+++ PROVIDED DATA

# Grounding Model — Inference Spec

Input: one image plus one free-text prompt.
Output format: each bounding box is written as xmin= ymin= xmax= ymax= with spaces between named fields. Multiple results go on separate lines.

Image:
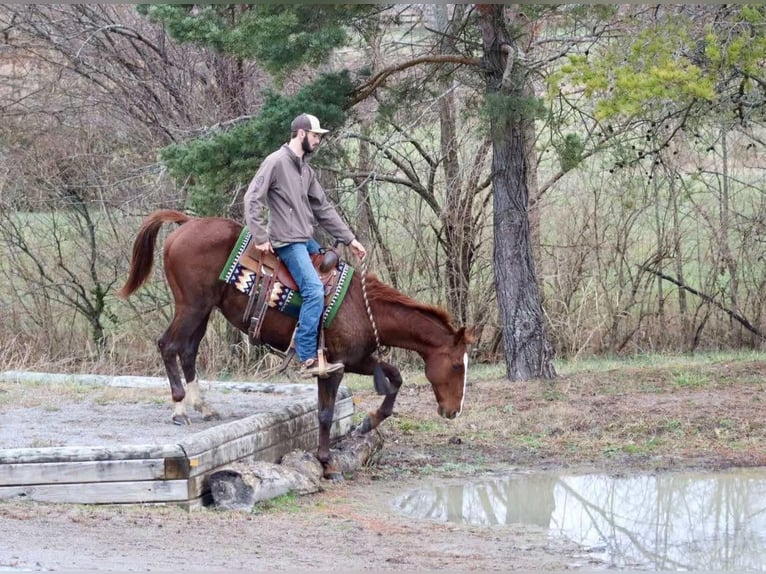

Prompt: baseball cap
xmin=291 ymin=113 xmax=330 ymax=134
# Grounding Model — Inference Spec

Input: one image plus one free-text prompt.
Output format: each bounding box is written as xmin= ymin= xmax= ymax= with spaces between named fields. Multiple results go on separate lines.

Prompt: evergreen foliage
xmin=137 ymin=4 xmax=372 ymax=77
xmin=481 ymin=92 xmax=547 ymax=141
xmin=554 ymin=133 xmax=584 ymax=173
xmin=551 ymin=6 xmax=766 ymax=122
xmin=161 ymin=72 xmax=353 ymax=216
xmin=554 ymin=29 xmax=715 ymax=120
xmin=135 ymin=4 xmax=377 ymax=215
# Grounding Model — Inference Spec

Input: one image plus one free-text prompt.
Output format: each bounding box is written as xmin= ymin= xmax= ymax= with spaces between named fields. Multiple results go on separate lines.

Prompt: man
xmin=244 ymin=113 xmax=367 ymax=378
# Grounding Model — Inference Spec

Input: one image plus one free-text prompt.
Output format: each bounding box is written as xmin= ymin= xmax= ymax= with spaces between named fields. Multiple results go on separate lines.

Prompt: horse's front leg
xmin=350 ymin=359 xmax=403 ymax=435
xmin=316 ymin=372 xmax=344 ymax=481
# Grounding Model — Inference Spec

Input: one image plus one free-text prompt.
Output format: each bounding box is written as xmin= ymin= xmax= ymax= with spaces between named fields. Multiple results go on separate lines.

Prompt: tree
xmin=476 ymin=5 xmax=556 ymax=379
xmin=554 ymin=4 xmax=766 ymax=350
xmin=140 ymin=4 xmax=560 ymax=378
xmin=0 ymin=4 xmax=204 ymax=361
xmin=0 ymin=148 xmax=125 ymax=352
xmin=139 ymin=4 xmax=378 ymax=217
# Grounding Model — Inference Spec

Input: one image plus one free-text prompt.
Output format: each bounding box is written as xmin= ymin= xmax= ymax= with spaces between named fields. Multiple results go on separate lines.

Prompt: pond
xmin=393 ymin=468 xmax=766 ymax=571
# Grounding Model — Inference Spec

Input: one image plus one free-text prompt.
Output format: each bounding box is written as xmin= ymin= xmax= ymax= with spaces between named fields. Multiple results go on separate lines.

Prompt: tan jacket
xmin=244 ymin=145 xmax=355 ymax=246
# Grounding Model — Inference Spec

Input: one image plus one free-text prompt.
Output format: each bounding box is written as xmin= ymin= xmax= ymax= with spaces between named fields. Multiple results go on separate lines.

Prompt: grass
xmin=672 ymin=370 xmax=710 ymax=388
xmin=252 ymin=493 xmax=300 ymax=515
xmin=338 ymin=349 xmax=761 ymax=393
xmin=359 ymin=349 xmax=766 ymax=478
xmin=552 ymin=349 xmax=766 ymax=376
xmin=390 ymin=417 xmax=440 ymax=434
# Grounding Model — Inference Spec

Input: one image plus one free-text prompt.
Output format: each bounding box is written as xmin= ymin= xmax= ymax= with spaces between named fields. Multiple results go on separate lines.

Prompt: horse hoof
xmin=203 ymin=411 xmax=221 ymax=422
xmin=357 ymin=416 xmax=373 ymax=435
xmin=171 ymin=414 xmax=190 ymax=426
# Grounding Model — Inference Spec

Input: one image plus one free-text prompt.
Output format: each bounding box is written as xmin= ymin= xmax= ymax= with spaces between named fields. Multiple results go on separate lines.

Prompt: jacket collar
xmin=281 ymin=144 xmax=304 ymax=171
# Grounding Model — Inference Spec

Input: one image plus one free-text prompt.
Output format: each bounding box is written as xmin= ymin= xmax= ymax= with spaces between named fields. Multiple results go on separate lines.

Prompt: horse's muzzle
xmin=438 ymin=405 xmax=461 ymax=420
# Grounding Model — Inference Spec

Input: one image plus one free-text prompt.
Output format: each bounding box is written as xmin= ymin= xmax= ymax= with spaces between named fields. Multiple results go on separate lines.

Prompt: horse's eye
xmin=452 ymin=363 xmax=463 ymax=373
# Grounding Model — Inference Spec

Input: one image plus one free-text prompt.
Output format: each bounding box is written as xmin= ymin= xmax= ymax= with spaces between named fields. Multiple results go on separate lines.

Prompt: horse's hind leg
xmin=158 ymin=328 xmax=186 ymax=424
xmin=158 ymin=306 xmax=213 ymax=425
xmin=179 ymin=314 xmax=221 ymax=422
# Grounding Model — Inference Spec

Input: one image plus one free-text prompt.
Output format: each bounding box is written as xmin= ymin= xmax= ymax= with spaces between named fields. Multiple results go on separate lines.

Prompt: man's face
xmin=301 ymin=131 xmax=323 ymax=154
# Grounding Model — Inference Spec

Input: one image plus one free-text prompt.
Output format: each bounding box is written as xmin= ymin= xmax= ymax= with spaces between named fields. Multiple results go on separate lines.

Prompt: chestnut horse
xmin=118 ymin=209 xmax=475 ymax=478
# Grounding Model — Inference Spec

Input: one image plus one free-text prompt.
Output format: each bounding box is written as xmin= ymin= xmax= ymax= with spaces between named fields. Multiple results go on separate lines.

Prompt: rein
xmin=359 ymin=255 xmax=382 ymax=355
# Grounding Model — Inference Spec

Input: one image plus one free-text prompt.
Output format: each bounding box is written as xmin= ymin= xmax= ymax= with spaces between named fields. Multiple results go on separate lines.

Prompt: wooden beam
xmin=0 ymin=458 xmax=171 ymax=486
xmin=185 ymin=404 xmax=353 ymax=499
xmin=0 ymin=479 xmax=189 ymax=504
xmin=0 ymin=382 xmax=355 ymax=507
xmin=0 ymin=444 xmax=185 ymax=465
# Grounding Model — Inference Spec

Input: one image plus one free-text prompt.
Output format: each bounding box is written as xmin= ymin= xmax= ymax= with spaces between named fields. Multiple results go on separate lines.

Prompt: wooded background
xmin=1 ymin=5 xmax=765 ymax=380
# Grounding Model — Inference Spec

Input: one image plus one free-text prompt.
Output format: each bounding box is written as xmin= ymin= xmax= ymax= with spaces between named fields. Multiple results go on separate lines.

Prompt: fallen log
xmin=209 ymin=430 xmax=383 ymax=511
xmin=326 ymin=428 xmax=384 ymax=473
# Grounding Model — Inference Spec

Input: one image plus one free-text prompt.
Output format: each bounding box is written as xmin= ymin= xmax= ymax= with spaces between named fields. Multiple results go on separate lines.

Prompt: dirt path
xmin=1 ymin=359 xmax=764 ymax=571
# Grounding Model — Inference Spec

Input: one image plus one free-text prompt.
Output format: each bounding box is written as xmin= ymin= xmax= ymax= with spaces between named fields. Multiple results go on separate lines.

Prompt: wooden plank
xmin=184 ymin=396 xmax=354 ymax=476
xmin=187 ymin=433 xmax=317 ymax=499
xmin=0 ymin=380 xmax=354 ymax=507
xmin=0 ymin=444 xmax=185 ymax=465
xmin=177 ymin=388 xmax=352 ymax=458
xmin=0 ymin=479 xmax=189 ymax=504
xmin=333 ymin=414 xmax=354 ymax=440
xmin=164 ymin=456 xmax=191 ymax=480
xmin=0 ymin=458 xmax=170 ymax=486
xmin=178 ymin=398 xmax=318 ymax=457
xmin=185 ymin=411 xmax=319 ymax=476
xmin=185 ymin=404 xmax=355 ymax=499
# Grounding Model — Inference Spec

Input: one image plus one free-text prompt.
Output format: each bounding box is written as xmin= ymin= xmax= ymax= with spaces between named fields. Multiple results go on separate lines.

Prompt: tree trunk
xmin=476 ymin=4 xmax=555 ymax=380
xmin=435 ymin=4 xmax=472 ymax=325
xmin=209 ymin=432 xmax=383 ymax=511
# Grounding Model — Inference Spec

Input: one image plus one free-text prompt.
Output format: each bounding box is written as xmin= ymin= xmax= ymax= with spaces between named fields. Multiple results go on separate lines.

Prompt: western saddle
xmin=240 ymin=243 xmax=342 ymax=374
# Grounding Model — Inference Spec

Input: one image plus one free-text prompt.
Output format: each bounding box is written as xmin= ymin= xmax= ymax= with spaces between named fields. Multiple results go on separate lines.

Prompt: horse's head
xmin=424 ymin=326 xmax=476 ymax=419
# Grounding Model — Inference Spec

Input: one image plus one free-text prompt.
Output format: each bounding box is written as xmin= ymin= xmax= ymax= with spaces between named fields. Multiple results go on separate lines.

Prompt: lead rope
xmin=359 ymin=255 xmax=382 ymax=354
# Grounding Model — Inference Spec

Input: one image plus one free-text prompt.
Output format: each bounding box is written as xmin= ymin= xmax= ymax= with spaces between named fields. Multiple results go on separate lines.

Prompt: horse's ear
xmin=455 ymin=326 xmax=477 ymax=345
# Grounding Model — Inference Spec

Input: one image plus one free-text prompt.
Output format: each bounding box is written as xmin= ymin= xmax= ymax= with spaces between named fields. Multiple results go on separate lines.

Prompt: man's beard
xmin=301 ymin=134 xmax=313 ymax=154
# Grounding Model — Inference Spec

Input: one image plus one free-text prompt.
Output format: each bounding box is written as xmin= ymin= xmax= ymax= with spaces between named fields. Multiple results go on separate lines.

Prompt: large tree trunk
xmin=477 ymin=5 xmax=555 ymax=380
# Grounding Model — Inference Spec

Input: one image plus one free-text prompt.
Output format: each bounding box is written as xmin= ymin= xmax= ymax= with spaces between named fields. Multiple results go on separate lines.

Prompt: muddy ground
xmin=1 ymin=358 xmax=764 ymax=572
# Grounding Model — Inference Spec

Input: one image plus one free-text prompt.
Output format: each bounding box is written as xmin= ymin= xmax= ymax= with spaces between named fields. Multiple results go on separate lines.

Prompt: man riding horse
xmin=243 ymin=113 xmax=367 ymax=378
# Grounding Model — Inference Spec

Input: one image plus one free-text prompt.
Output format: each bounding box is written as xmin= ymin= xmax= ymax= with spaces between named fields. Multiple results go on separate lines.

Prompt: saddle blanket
xmin=219 ymin=228 xmax=353 ymax=328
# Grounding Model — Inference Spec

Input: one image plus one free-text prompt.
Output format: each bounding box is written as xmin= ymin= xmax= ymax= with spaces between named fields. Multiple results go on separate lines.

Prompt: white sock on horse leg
xmin=186 ymin=379 xmax=216 ymax=418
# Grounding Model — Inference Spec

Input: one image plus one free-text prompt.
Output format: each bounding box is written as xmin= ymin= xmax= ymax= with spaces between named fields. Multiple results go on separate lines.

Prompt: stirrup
xmin=299 ymin=356 xmax=343 ymax=379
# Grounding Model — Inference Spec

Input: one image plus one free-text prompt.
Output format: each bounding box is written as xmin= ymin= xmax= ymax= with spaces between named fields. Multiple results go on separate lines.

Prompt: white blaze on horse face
xmin=457 ymin=352 xmax=468 ymax=416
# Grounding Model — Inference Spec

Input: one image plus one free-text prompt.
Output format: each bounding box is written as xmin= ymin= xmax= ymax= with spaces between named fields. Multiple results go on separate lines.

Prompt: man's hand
xmin=348 ymin=238 xmax=367 ymax=261
xmin=255 ymin=241 xmax=273 ymax=253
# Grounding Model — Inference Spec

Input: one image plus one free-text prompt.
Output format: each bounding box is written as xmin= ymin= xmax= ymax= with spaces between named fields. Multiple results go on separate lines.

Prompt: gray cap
xmin=291 ymin=113 xmax=330 ymax=134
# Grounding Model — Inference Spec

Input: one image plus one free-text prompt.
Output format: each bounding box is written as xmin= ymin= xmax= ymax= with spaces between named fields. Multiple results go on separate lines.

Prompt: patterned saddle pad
xmin=219 ymin=228 xmax=354 ymax=328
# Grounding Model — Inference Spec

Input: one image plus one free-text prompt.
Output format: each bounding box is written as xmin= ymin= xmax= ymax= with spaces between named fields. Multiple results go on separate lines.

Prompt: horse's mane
xmin=363 ymin=273 xmax=457 ymax=332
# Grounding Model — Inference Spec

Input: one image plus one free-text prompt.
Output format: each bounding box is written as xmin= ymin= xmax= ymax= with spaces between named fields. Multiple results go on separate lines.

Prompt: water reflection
xmin=393 ymin=469 xmax=766 ymax=571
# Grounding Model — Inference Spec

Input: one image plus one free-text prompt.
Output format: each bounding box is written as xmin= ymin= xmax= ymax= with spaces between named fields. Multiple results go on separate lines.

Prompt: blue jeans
xmin=275 ymin=239 xmax=323 ymax=363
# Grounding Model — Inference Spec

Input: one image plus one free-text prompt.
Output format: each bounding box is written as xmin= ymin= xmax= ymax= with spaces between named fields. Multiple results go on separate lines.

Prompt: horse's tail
xmin=116 ymin=210 xmax=192 ymax=299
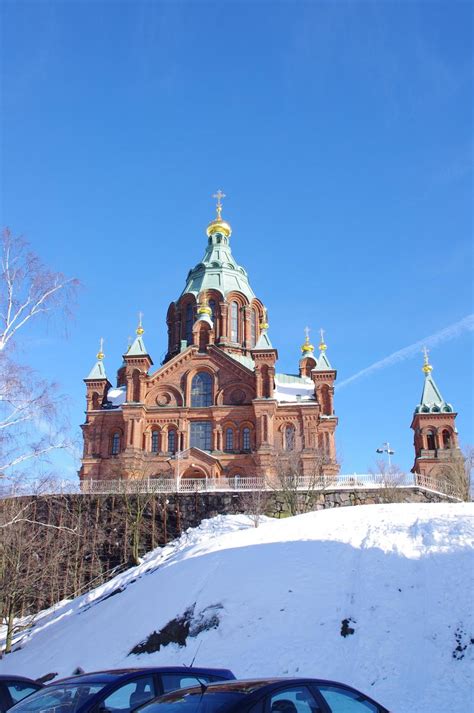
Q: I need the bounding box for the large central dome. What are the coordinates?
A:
[181,228,255,302]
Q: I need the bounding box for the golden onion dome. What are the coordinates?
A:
[206,218,232,238]
[301,327,314,354]
[422,346,433,374]
[197,293,212,316]
[207,189,232,238]
[318,328,327,352]
[136,311,145,336]
[97,337,105,361]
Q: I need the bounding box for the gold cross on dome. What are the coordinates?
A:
[423,345,429,363]
[304,326,310,342]
[320,328,325,343]
[212,189,226,219]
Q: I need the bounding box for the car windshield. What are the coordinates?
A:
[10,683,106,713]
[138,690,245,713]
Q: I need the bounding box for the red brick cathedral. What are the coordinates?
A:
[80,194,339,483]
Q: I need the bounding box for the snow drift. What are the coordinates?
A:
[1,503,473,713]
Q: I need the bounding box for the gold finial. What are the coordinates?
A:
[301,326,315,354]
[319,328,327,352]
[422,346,433,374]
[136,311,144,336]
[212,189,226,220]
[207,190,232,238]
[96,337,105,361]
[197,292,212,316]
[260,307,269,330]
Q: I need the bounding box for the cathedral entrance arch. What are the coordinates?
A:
[183,465,208,479]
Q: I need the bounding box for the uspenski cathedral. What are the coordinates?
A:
[80,193,461,483]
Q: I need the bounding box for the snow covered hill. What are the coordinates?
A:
[1,504,473,713]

++++++

From the listing above, return every line that carries the string "dome".

*EXERCISE RESPONSE*.
Q: I need the bounding box for the large central dome. What are the coordinates?
Q: I need the bounding box for the golden onion dome. What are the coordinates?
Q: I need the bounding box for the gold cross on dome. What are the coordinates?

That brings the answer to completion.